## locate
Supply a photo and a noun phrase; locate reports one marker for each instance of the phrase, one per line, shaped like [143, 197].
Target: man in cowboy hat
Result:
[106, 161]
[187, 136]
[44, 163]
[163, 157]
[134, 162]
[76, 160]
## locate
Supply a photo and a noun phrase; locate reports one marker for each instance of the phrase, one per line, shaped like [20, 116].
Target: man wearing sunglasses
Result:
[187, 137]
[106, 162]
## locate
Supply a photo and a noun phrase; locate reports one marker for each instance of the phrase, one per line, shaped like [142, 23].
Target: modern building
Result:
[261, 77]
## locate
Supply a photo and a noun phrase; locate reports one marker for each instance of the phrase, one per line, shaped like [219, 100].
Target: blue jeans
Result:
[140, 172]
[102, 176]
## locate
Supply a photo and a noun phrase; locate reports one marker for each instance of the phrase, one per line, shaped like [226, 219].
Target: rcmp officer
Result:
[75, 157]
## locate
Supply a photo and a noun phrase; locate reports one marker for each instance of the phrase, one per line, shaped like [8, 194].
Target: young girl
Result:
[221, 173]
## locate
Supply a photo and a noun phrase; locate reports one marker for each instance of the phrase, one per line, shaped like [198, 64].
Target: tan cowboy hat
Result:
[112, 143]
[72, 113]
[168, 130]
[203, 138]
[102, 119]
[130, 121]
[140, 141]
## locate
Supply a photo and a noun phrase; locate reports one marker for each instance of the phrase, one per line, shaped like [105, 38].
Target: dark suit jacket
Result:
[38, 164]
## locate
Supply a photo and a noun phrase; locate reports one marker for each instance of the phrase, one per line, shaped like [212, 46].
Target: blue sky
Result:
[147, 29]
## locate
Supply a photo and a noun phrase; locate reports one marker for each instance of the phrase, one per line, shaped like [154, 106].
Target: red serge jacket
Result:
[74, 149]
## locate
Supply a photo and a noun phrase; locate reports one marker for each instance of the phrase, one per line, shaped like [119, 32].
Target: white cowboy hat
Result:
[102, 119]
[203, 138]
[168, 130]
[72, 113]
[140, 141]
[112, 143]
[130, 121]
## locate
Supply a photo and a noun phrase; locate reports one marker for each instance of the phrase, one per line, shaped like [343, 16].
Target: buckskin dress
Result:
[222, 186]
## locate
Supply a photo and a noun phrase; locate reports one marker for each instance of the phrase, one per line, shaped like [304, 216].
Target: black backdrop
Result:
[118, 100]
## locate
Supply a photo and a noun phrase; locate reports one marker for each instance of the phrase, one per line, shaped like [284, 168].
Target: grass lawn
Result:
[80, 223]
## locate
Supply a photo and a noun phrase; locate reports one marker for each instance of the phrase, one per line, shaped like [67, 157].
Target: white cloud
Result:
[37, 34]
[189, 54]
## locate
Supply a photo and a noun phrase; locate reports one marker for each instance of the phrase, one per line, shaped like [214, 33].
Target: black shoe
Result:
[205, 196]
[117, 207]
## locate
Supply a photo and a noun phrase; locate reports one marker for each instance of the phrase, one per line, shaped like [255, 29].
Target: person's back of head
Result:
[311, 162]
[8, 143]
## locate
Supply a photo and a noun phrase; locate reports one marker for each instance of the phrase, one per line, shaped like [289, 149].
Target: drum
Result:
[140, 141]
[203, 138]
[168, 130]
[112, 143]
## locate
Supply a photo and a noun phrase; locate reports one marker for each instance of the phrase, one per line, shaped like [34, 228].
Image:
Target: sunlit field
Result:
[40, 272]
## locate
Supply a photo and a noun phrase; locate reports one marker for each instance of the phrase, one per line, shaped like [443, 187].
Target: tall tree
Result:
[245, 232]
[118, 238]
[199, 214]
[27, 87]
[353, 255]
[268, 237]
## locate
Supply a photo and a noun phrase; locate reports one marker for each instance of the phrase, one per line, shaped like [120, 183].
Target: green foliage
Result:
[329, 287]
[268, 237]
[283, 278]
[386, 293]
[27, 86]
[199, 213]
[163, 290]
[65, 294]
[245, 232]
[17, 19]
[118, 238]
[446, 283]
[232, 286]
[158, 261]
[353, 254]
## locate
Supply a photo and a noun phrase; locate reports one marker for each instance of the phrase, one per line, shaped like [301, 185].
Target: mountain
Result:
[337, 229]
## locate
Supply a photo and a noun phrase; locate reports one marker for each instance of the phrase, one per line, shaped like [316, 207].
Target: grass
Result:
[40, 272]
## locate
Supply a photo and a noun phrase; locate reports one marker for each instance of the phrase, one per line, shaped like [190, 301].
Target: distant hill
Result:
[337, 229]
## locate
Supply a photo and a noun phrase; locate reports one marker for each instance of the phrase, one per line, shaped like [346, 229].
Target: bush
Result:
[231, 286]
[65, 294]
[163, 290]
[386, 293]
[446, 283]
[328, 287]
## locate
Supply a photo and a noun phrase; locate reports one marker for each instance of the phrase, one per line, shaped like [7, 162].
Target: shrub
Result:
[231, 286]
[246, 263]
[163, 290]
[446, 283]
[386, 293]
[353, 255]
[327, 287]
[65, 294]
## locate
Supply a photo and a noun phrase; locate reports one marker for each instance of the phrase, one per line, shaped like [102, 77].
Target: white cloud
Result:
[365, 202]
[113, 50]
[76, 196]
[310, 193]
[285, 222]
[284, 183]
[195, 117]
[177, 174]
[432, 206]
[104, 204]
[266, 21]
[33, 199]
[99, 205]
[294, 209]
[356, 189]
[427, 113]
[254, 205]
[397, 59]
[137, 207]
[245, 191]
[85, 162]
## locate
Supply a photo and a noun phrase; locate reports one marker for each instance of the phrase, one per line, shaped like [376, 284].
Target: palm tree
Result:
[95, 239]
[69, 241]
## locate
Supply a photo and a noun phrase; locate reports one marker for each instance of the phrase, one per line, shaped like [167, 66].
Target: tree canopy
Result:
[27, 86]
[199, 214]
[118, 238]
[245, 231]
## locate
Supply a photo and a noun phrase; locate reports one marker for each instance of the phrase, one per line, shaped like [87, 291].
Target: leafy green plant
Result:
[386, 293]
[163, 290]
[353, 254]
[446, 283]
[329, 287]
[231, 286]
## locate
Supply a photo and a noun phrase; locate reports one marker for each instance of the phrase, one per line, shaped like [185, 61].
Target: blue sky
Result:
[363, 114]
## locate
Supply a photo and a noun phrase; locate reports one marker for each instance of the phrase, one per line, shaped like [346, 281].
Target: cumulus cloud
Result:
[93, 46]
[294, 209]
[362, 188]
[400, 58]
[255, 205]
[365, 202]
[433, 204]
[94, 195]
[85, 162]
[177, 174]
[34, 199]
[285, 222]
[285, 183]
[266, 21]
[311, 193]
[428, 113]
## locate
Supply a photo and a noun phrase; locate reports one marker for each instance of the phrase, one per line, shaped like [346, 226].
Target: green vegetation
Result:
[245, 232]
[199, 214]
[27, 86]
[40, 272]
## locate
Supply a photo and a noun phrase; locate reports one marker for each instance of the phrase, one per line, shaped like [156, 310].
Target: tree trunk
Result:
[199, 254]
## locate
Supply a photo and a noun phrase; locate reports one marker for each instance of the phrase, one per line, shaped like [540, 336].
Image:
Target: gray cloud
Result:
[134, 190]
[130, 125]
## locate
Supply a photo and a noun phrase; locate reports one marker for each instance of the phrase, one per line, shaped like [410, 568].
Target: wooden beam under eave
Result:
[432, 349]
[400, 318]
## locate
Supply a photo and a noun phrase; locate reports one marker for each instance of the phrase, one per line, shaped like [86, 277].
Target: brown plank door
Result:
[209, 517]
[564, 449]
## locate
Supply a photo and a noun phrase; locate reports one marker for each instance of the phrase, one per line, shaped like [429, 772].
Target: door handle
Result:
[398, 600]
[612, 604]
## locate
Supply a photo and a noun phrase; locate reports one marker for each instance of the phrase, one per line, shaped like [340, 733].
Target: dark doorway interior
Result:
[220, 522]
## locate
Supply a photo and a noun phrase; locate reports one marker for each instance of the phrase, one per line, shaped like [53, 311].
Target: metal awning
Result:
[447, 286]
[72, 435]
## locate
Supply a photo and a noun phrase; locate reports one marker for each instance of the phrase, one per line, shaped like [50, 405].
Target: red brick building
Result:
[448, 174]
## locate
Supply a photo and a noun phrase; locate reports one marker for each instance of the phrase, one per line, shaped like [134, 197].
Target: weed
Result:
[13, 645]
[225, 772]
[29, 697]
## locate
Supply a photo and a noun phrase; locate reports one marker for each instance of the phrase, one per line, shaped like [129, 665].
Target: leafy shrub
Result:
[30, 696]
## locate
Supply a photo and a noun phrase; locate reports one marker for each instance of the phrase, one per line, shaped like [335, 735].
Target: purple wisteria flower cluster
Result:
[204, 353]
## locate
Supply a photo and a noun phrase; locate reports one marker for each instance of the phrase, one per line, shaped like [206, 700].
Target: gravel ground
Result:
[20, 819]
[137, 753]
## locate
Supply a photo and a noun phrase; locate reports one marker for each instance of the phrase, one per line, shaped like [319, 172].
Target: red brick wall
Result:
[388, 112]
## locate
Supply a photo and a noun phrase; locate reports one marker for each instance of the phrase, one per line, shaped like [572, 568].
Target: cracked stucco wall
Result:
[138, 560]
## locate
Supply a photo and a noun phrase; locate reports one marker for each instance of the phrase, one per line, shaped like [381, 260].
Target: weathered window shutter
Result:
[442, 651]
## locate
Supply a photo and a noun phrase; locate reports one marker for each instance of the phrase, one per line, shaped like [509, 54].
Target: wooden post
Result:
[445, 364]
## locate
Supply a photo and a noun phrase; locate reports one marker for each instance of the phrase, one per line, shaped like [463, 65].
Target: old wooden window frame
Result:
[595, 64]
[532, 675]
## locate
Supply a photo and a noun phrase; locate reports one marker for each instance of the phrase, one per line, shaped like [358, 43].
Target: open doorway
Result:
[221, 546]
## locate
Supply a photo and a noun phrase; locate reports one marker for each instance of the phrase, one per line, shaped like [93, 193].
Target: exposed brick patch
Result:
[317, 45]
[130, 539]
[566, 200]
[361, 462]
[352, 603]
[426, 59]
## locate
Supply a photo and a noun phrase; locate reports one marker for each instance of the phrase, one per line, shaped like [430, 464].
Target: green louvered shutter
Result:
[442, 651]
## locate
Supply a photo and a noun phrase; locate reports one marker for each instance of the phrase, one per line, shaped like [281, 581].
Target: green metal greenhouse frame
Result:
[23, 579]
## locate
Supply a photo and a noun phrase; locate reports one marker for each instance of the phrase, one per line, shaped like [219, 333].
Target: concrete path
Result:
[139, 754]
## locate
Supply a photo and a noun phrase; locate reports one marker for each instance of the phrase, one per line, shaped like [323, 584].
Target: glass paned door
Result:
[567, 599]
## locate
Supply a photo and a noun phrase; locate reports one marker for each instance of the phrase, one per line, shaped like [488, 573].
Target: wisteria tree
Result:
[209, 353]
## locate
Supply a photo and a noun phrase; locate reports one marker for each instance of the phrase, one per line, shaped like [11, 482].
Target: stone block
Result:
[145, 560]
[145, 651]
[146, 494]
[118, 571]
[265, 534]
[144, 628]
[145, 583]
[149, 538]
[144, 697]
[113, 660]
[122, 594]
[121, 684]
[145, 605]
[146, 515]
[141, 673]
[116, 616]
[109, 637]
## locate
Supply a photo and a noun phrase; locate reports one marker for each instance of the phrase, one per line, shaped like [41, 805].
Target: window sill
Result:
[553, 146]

┄┄┄┄┄┄┄┄┄┄┄┄┄┄┄┄┄┄┄┄

Quelles lignes du matériel ci-dessus contiennent le mot "black" ? Repérez-les et recopiez-les toutes, en tenant compte de la casse.

Target: black backdrop
Target: black shoe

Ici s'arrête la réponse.